→ **Problem requirements**
For the material below, return exactly the lines starting at the one holding "Task: locate the tall" and ending at the one holding "Task: locate the grassy", counting both as part of the range.
====== Source material
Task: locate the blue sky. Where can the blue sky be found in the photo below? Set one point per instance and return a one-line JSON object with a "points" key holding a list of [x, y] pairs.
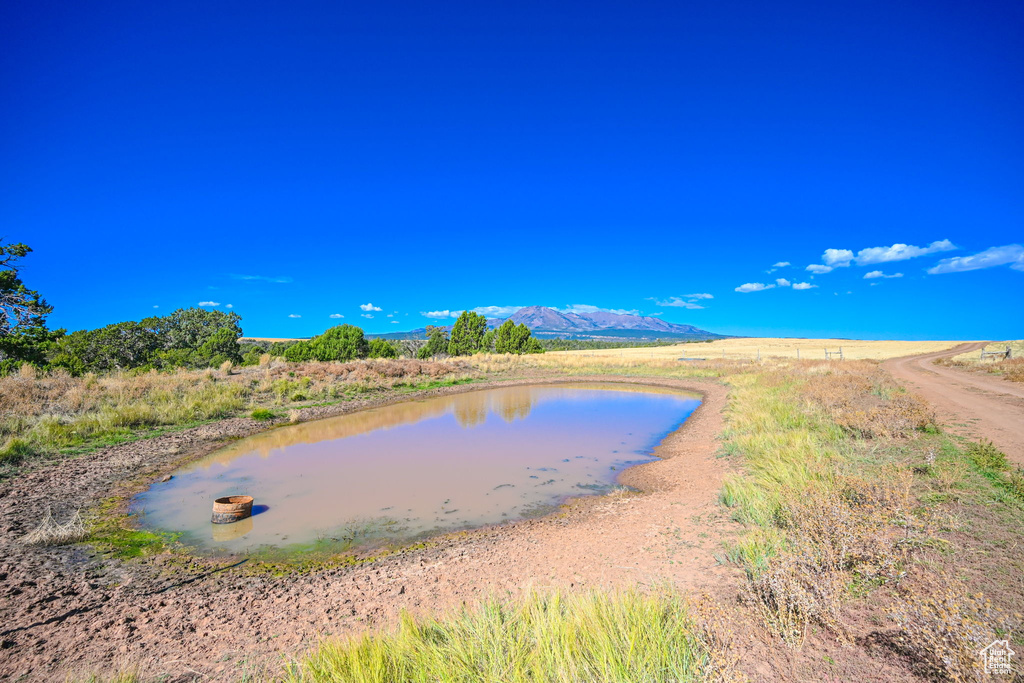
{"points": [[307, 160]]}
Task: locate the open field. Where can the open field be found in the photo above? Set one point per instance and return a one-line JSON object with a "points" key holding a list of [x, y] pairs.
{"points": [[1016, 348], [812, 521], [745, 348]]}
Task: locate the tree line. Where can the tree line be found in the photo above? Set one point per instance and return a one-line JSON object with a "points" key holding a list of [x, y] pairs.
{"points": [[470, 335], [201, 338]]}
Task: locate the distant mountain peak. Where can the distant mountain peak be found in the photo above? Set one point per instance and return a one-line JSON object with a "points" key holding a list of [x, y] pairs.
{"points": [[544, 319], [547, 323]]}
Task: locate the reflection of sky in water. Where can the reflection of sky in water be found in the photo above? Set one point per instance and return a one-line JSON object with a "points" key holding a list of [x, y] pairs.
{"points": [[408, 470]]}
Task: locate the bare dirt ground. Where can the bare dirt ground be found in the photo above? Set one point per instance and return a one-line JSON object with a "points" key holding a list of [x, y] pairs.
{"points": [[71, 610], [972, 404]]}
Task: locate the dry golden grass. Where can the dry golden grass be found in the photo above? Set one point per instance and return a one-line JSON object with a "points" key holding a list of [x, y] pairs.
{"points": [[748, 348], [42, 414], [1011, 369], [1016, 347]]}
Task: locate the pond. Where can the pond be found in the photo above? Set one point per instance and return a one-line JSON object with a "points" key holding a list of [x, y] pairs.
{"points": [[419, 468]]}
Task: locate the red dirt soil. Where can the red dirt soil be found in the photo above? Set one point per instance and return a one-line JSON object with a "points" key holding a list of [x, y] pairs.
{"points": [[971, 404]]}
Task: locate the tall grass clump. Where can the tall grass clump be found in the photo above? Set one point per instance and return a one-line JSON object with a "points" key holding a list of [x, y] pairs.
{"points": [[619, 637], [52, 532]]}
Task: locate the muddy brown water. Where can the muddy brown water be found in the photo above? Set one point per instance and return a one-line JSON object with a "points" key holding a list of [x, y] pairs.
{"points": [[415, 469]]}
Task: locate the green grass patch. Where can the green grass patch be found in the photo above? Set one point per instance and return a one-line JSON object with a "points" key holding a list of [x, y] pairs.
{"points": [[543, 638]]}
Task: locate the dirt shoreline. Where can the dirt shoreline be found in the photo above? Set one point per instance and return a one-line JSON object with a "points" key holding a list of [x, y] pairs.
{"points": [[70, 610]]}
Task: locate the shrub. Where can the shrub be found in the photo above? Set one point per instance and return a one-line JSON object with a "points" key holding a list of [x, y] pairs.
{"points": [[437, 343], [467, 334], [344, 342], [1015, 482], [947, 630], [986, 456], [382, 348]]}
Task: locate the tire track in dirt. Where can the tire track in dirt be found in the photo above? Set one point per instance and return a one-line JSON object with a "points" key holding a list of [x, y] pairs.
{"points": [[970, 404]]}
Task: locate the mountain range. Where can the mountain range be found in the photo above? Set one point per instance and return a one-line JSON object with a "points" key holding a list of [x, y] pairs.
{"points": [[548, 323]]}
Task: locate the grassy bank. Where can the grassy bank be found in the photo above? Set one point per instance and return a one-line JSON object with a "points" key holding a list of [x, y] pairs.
============
====== Source material
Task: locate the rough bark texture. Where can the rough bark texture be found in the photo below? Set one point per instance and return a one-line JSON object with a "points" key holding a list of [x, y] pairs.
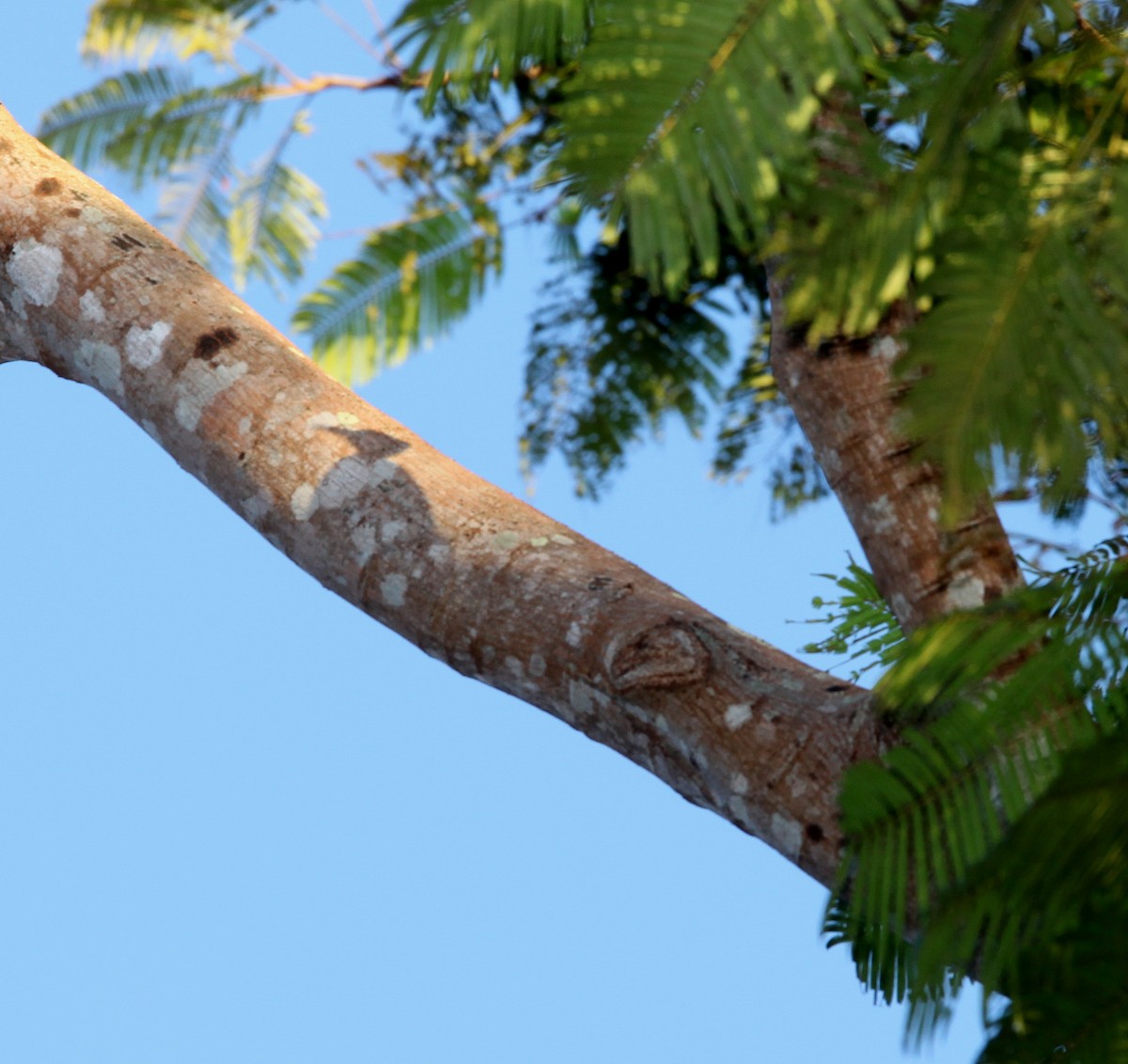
============
→ **Answer to the problem**
Task: locate the tall grass clump. Where can the tall grass clump be found in the photo above? Set one point per instance and return a one-line JSON object with a "points" key holding a list of [x, y] pairs.
{"points": [[619, 637], [52, 532]]}
Task: locate the muddy brown water. Where can the muddy brown water be found in the photo above? Set one point per instance and return a one-line JSON object with a "points" key holding a list of [x, y] pairs.
{"points": [[415, 469]]}
Task: locate the green grass patch. Where can the green grass patch be found in the photo above? Set one point per instance and return a one-line JSON object with a "points" key holding a list of [x, y] pairs.
{"points": [[543, 638]]}
Task: locate the dirt shoreline. Where can the dirt shoreline be found in the photo above? Set one point per instance and return a one-line JSON object with a "points" key holding a list of [x, y] pairs.
{"points": [[70, 610]]}
Task: locate the shrub. Where can the shrub be found in the photo above? Set one point per instance and return a one-line JSON object with a "points" key holding a list of [x, y] pairs.
{"points": [[437, 343], [467, 334], [344, 342], [1015, 482], [947, 630], [986, 456], [382, 348]]}
Task: locate the tire track in dirt. Where can the tire track in dirt be found in the photo above? Set one point per instance and return a one-line JSON object with a "points" key holding a list of [x, y] pairs.
{"points": [[970, 404]]}
Task: locate the mountain range. Where can the mountain range be found in the photo above? Set one point per instance and return a one-line JSON object with a "points" key holding a list of [x, y] pairs.
{"points": [[548, 323]]}
Task: locate the grassy bank. Where can the grassy bank be found in the photo above? Set one point per instance and return a one-line JSON object with a "points" key holding a list of [x, y] pairs.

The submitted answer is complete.